--- START OF Dataset content ---

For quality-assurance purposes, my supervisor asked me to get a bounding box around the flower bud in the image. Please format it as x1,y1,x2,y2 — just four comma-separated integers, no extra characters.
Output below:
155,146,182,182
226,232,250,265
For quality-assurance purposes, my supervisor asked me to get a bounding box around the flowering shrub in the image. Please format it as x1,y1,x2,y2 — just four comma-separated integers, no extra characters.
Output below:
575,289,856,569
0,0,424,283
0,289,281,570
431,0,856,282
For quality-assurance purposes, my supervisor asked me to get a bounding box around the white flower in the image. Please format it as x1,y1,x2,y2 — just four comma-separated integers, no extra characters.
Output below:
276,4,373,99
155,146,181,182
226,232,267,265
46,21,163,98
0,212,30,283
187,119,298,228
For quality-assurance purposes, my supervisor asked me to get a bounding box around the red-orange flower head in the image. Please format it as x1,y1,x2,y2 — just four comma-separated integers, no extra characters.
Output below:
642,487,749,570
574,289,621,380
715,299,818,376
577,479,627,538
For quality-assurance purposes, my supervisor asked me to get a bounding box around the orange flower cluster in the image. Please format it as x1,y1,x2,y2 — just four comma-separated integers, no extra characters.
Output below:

--- END OF Dataset content ---
--- START OF Dataset content ---

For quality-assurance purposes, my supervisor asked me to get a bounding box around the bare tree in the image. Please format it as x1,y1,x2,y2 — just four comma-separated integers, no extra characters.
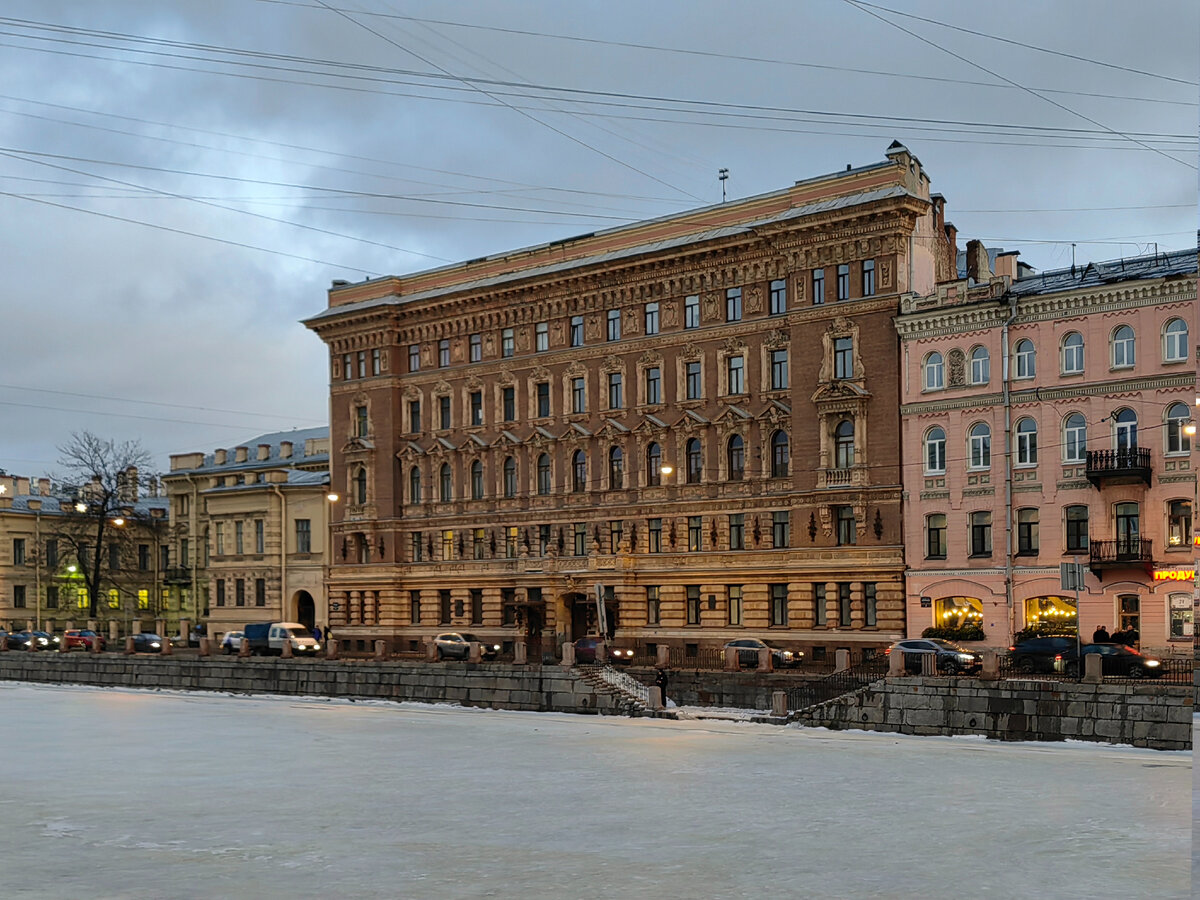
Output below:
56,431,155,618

--- END OF Dataset content ---

Copy out the part of the listing that opens with the line containing "around the white" and closes with the line containing "577,479,627,538", keeping every line, and shift each bounding-box coordinate in the answers up by 109.

For quality-assurance purposes, my supervisor asked me to get a bounding box around the white flower in the image. Please format it as x1,y1,x2,y2 — just four comma-separated integers, no extra characters.
Output below:
385,113,482,208
264,255,290,291
335,341,376,374
155,130,272,207
109,321,139,392
296,228,407,337
For quality-assurance purposes, my supervisor asked me to get a bounding box around the red-orange flower head in the image. Please format it as x1,y1,x2,y2 — just four comma-separated integers, no extra characters.
Output below:
751,596,858,679
683,398,730,489
824,408,927,485
686,588,736,647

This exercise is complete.